KUTIPAN DOKUMEN »
BANGKOK (Arrahmah.com) – Beberapa hari sebelum Pemilu yang diselenggarakan pada Ahad (3/7/2011), pemerintah Thailand melarang kampanye apapun via media sosial seperti Facebook maupun Twitter.
Larangan tersebut terkait tidak diperbolehkannya mengomentari kandidat atau partai manapun sejak pukul 18.00 Sabtu (2/7) kemarin hingga Ahad (3/7) tengah malam nanti, ketika hasil Pemilu sudah bisa diketahui. Jika melanggar, aparat kepolisian tidak segan-segan menjebloskan pelaku ke penjara.
“Kandidat maupun pendukung yang tertangkap melakukan kampanye pada situs-situs jejaring sosial pada periode itu terancam hukuman penjara,” jelas Sekjen Komisi Pemilu Suthiphon Thaveechaiyagam seperti dikutip Reuters.
Jika melanggar terancam hukuman penjara maksimal enam bulan dan denda sebesar 10 ribu baht atau USD330. Kabarnya Pemerintah Thailand telah mengerahkan sekira 100 petugas polisi untuk memastikan kebijakan itu dilaksanakan.
Larangan ini juga berlaku untuk pengiriman SMS serta email berantai. Selain itu, seperti yang selalu dilakukan pada Pemilu sebelumnya, pemerintah juga melarang penjualan alkohol pada periode yang sama.

CATATAN YANG DISEDIAKAN »

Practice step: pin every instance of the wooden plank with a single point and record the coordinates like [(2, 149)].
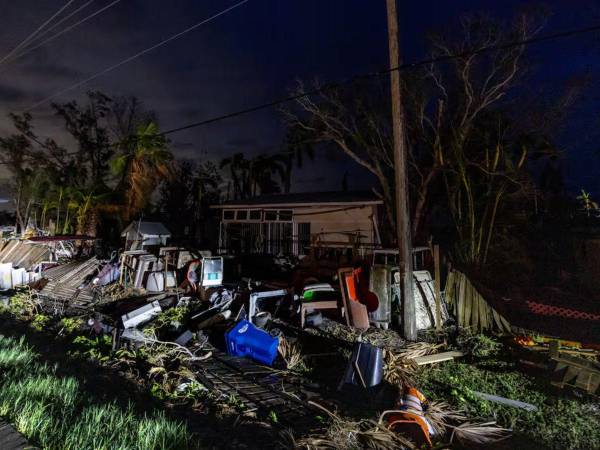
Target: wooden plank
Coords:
[(438, 294), (438, 357)]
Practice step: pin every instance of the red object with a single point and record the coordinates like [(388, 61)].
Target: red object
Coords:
[(366, 297), (549, 310), (73, 237)]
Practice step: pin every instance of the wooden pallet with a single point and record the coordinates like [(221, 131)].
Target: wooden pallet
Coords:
[(260, 388)]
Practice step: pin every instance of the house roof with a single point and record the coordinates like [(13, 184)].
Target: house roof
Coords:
[(305, 199), (148, 229)]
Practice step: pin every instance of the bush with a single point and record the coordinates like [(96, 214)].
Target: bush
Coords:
[(559, 422)]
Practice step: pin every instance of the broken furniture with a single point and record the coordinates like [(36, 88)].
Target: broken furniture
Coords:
[(212, 271), (265, 301), (424, 294), (141, 235), (316, 297), (246, 340), (356, 313), (365, 367), (143, 270), (575, 371), (141, 315), (385, 283)]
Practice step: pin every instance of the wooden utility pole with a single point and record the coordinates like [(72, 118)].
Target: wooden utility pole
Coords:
[(402, 204)]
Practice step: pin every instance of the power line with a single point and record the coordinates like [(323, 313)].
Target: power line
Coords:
[(65, 30), (413, 65), (32, 35), (137, 55), (64, 19)]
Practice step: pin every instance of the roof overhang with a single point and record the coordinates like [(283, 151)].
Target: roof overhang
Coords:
[(358, 204)]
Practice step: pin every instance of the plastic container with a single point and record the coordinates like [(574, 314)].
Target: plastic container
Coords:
[(246, 340)]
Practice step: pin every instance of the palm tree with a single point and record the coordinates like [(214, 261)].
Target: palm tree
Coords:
[(142, 167), (238, 170)]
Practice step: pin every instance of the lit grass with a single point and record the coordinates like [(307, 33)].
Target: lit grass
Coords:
[(55, 413)]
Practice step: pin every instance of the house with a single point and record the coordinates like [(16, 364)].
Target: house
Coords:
[(141, 235), (295, 223)]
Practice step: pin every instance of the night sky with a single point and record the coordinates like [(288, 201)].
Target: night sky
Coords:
[(255, 53)]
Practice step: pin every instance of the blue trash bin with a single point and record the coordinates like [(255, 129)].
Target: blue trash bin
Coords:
[(246, 340)]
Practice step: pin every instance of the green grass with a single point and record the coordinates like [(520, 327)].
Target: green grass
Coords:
[(56, 413), (560, 422)]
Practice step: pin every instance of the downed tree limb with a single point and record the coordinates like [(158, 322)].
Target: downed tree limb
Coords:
[(506, 401)]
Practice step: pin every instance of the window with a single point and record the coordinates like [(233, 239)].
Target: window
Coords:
[(271, 215), (285, 215)]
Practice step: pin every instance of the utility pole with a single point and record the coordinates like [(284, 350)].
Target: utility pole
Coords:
[(402, 204)]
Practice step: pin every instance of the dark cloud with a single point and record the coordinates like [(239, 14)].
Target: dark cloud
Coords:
[(11, 94)]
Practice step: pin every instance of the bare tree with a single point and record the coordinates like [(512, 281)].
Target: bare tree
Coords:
[(358, 127), (444, 103)]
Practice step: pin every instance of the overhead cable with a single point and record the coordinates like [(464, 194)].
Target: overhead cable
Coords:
[(135, 56)]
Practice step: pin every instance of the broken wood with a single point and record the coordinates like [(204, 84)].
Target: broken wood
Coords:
[(438, 357)]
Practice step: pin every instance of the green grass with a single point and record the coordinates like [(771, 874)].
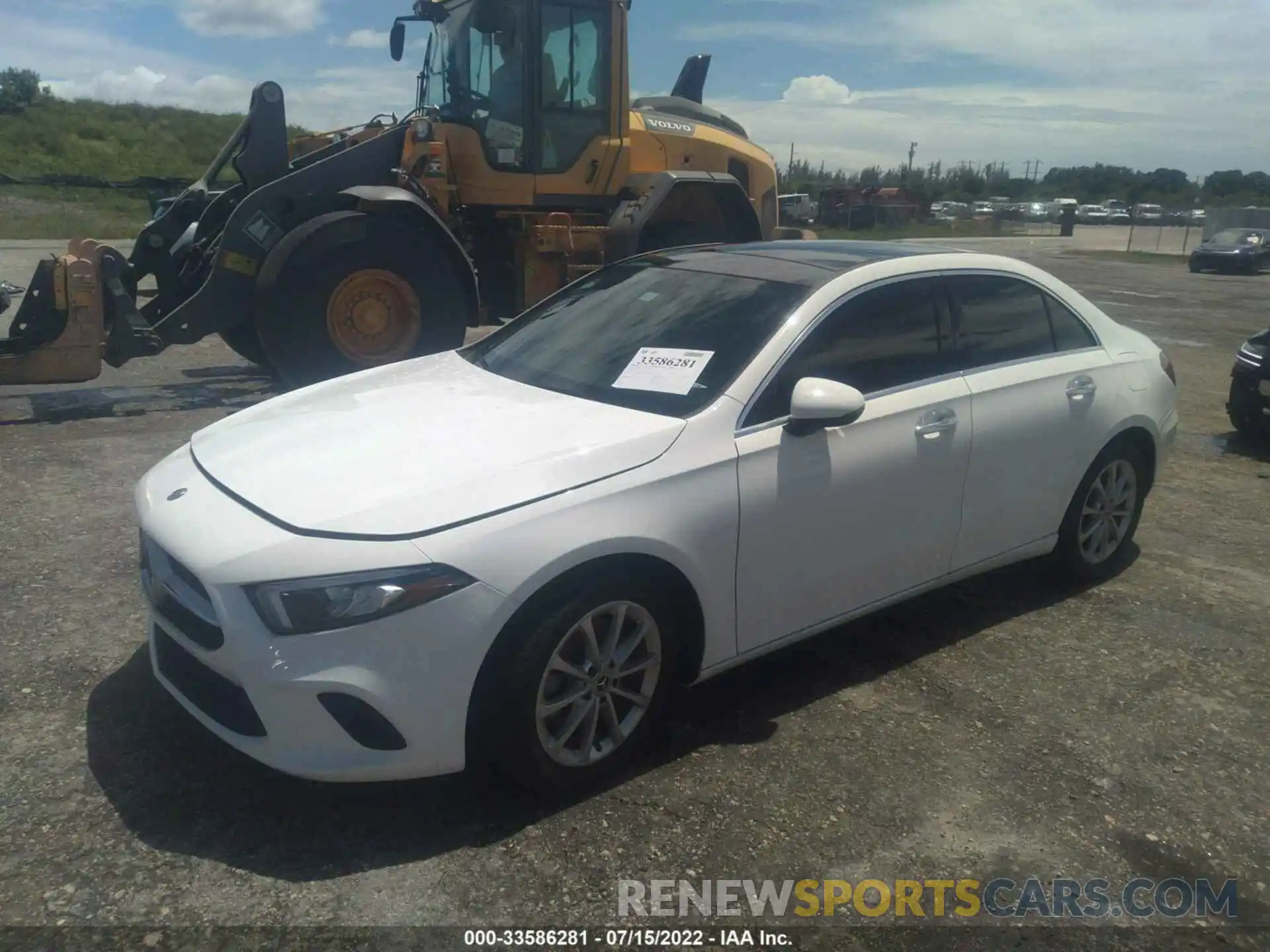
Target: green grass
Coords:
[(1130, 257), (114, 141), (32, 212), (111, 141)]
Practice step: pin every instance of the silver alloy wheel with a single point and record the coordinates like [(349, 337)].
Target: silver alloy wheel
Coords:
[(599, 683), (1108, 512)]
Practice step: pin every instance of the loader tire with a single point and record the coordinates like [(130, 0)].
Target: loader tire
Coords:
[(386, 299), (244, 342)]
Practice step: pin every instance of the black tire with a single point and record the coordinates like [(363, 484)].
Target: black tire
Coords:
[(244, 342), (503, 728), (294, 332), (1068, 554)]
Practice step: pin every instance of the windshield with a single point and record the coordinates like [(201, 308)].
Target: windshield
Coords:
[(654, 334)]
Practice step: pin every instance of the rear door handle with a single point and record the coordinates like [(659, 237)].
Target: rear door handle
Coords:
[(937, 422), (1081, 387)]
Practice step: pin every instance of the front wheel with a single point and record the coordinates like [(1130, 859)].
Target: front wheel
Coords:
[(371, 292), (573, 702), (1094, 541)]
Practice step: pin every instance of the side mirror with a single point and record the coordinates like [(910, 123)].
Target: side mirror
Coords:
[(820, 404), (397, 41)]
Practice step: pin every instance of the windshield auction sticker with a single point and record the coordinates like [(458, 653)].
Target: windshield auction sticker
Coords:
[(663, 370)]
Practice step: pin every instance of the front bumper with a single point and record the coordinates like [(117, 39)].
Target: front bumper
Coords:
[(1250, 397), (402, 684)]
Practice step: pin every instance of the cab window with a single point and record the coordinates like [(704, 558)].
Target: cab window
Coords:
[(575, 79)]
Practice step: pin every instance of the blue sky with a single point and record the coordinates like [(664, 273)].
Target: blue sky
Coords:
[(851, 83)]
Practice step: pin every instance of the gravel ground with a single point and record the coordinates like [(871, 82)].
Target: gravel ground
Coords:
[(1003, 727)]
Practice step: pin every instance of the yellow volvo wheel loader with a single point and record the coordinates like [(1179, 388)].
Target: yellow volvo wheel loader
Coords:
[(524, 167)]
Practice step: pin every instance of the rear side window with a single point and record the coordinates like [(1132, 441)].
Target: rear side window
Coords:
[(1070, 331), (999, 319)]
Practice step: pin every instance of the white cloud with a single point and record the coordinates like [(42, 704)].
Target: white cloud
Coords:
[(372, 40), (825, 91), (1142, 83), (251, 18), (1075, 126), (212, 93), (362, 40)]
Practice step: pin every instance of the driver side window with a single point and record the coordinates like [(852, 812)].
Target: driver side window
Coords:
[(889, 337), (574, 93)]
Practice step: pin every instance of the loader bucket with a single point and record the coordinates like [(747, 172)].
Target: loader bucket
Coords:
[(58, 333)]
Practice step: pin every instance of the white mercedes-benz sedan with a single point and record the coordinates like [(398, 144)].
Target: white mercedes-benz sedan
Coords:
[(509, 554)]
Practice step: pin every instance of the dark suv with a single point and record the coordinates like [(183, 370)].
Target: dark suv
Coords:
[(1249, 407)]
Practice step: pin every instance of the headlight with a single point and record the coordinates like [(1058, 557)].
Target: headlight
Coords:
[(1251, 353), (308, 606)]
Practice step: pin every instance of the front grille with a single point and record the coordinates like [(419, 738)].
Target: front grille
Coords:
[(362, 723), (216, 696), (201, 633), (179, 597), (186, 575)]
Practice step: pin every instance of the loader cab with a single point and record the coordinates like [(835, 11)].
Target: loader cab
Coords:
[(535, 79)]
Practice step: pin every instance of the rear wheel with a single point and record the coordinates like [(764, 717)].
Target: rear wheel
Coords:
[(388, 296)]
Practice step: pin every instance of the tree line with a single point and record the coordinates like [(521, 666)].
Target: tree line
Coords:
[(19, 89), (1171, 188)]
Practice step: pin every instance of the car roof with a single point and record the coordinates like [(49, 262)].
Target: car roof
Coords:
[(808, 263)]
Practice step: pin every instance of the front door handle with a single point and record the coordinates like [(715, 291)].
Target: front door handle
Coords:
[(937, 422), (1081, 387)]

YANG AKAN DIKERJAKAN »
1. Tuliskan kembali bagian berita tentang larangan kampanye Pemilu Thailand antara "BANGKOK (Arrahmah.com) –" dan "seperti dikutip Reuters.", termasuk kedua batas tersebut.
2. Menurut berita tentang larangan kampanye Pemilu Thailand, berapa petugas polisi yang dikerahkan untuk memastikan kebijakan itu dilaksanakan?
3. Teruskan berita tentang larangan kampanye Pemilu Thailand mulai setelah kalimat terakhirnya.
Catatan-catatan tersebut tidak diperlukan dalam pengerjaan tugas.

KUNCI JAWABAN »
1.
BANGKOK (Arrahmah.com) – Beberapa hari sebelum Pemilu yang diselenggarakan pada Ahad (3/7/2011), pemerintah Thailand melarang kampanye apapun via media sosial seperti Facebook maupun Twitter.
Larangan tersebut terkait tidak diperbolehkannya mengomentari kandidat atau partai manapun sejak pukul 18.00 Sabtu (2/7) kemarin hingga Ahad (3/7) tengah malam nanti, ketika hasil Pemilu sudah bisa diketahui. Jika melanggar, aparat kepolisian tidak segan-segan menjebloskan pelaku ke penjara.
“Kandidat maupun pendukung yang tertangkap melakukan kampanye pada situs-situs jejaring sosial pada periode itu terancam hukuman penjara,” jelas Sekjen Komisi Pemilu Suthiphon Thaveechaiyagam seperti dikutip Reuters.

2. Sekira 100 petugas polisi.

3.
“Kami bisa langsung melacak asal pesan online itu, kami akan memblokir situsnya dan melakukan penangkapan. Tapi jika situsnya terdaftar di luar negeri dan tidak bisa dicek asalnya, pertama kami akan melakukan pemblokiran kemudian mengontak pihak penyedia IP untuk melakukan penyelidikan lebih lanjut,” jelas juru bicara kepolisian Prawut Thavornsiri.
Tentu saja, kebijakan tersebut menuai protes dari berbagai kalangan dengan alasan bahwa pemerintah telah membungkam kebebasan bicara mereka.
“Mustahil menghentikan seseorang berkomunikasi lewat media sosial. Kita hidup di jaman digital dan sudah seharusnya mempromosikan demokrasi. Mengapa harus ada kebijakan ini?” ketus Pavin Chachavalpongpun dari Institute of Southeast Asian Studies di Singapura. (rasularasy/arrahmah.com)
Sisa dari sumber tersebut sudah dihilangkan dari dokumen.